■ Exercise goal: Beneath this task are records; count the lines among them that contain the word "necklace" and answer with the number only.

Referring expression data

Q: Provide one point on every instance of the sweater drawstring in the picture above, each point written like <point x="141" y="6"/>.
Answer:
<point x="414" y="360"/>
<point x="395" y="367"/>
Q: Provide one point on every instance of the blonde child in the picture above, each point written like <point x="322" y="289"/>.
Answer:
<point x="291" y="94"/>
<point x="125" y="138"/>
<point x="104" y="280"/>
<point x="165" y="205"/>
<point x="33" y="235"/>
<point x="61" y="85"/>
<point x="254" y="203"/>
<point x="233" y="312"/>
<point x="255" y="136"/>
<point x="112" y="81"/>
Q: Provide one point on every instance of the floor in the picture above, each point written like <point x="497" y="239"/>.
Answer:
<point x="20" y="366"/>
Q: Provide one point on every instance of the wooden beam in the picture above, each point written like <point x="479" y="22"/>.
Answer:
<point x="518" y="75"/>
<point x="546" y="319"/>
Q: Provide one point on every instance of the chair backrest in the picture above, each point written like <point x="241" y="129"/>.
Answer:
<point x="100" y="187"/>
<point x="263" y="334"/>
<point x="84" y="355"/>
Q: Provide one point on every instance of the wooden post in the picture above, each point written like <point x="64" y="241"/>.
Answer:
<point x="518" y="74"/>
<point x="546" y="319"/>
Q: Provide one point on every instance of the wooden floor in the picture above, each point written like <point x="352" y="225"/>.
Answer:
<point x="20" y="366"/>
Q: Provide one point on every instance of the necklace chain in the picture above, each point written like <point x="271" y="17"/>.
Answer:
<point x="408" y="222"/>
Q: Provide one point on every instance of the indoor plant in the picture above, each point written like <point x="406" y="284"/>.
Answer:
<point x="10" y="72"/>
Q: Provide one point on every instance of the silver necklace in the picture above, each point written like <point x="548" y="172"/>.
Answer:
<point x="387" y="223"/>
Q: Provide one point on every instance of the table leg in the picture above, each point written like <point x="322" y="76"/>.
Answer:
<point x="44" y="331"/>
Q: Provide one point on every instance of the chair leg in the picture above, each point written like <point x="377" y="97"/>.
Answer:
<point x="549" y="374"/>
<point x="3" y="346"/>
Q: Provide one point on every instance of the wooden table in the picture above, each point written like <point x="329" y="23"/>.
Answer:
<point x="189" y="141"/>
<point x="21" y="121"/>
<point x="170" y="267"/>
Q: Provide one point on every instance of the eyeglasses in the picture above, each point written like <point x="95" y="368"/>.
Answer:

■ Finished exercise: 2